» SOURCE TEXT:
Date: November 6, 2016

Speaker: Sean Higgins

The intensities of dysfunction were at danger levels in Jacob’s house, like trying to thread a needle when the thread and the needle are both on fire; it’s not if you’re going to get burnt but how big will the skin graft need to be. His wives envied each other into a baby race, which included Leah and Rachel giving Jacob their servants to be his wives as well. In around seven years Jacob fathered eleven sons and (at least) one daughter. This not a Brady Bunch comedy, the antics are not fun as in Cheaper by the Dozen. This was heavy duty bitterness and bartering over whose bed Jacob would sleep in.

About the same time that Rachel had her first son Jacob was finishing his bridal contract with his father-in-law. Jacob completed fourteen years of work in which he got more than he bargained for. But now that his contract was ending, his favorite wife now had a son, and Esau had to be less angry, it was a good time for Jacob to start thinking about going home.

But he had more mouths to feed than when he made the trip from Canaan to Haran and, if he left now, no provision to feed those mouths.

He approaches his uncle to announce that he’s leaving anyway because he’s tired of being under his uncle’s control and also eager to return to the land the LORD promised him. But Laban doesn’t want him to go. Jacob has been good for business. Laban suggests that if Jacob stays a little longer, then Jacob could leave without being empty-handed. He could earn something for his own household.

Point-labeling examples

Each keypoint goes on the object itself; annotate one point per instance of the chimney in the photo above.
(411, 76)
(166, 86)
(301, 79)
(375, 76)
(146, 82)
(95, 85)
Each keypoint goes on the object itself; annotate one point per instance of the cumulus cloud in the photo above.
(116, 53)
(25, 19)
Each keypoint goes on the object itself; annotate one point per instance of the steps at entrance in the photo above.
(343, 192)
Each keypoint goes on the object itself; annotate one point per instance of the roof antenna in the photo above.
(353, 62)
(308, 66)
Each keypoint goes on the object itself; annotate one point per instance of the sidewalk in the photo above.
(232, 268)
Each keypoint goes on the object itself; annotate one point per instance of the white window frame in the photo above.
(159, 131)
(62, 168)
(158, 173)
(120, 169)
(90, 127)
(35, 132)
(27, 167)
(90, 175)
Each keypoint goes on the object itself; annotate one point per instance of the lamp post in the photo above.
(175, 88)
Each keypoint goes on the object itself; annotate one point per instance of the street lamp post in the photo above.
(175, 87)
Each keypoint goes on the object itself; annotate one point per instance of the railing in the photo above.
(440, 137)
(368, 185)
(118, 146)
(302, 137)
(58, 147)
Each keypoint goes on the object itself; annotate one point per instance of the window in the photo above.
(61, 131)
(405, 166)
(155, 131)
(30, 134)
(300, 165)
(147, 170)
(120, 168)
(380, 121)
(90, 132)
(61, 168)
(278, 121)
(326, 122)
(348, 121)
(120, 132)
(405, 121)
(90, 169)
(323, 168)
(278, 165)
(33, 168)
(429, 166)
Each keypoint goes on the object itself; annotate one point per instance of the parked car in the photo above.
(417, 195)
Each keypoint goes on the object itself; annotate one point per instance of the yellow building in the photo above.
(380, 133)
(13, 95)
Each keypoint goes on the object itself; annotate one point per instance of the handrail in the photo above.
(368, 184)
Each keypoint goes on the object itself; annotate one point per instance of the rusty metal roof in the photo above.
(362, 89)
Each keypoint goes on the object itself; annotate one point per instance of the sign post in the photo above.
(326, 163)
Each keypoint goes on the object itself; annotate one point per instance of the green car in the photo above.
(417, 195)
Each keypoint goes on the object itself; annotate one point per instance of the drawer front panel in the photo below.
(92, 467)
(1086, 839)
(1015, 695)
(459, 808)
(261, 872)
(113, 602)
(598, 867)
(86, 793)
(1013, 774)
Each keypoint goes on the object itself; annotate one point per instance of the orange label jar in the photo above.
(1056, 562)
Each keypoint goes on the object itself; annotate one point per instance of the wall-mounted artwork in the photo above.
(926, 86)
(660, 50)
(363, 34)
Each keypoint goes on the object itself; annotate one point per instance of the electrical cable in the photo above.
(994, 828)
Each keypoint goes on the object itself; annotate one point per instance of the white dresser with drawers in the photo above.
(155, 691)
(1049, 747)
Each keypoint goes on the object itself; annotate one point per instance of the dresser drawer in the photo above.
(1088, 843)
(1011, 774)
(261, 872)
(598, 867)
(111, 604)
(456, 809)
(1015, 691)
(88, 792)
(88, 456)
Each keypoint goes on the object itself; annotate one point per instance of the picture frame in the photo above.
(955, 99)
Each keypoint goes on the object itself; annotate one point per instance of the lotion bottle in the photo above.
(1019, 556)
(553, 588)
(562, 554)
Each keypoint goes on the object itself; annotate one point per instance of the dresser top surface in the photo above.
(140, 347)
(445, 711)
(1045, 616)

» REQUIRED TASK 1:
Reproduce the stretch of the passage on Jacob's household from "But he had more" through "his own household.", and switch "eager" to "anxious".
» REQUIRED TASK 2:
Answer these questions from the passage on Jacob's household:
(a) How many sons did Jacob father in around seven years?
(b) How many years of work did Jacob complete for his father-in-law?
(c) Between which two places did Jacob make his earlier trip?

» CORRECT OUTPUT 1:
But he had more mouths to feed than when he made the trip from Canaan to Haran and, if he left now, no provision to feed those mouths.

He approaches his uncle to announce that he’s leaving anyway because he’s tired of being under his uncle’s control and also anxious to return to the land the LORD promised him. But Laban doesn’t want him to go. Jacob has been good for business. Laban suggests that if Jacob stays a little longer, then Jacob could leave without being empty-handed. He could earn something for his own household.

» CORRECT OUTPUT 2:
(a) Eleven.
(b) Fourteen.
(c) From Canaan to Haran.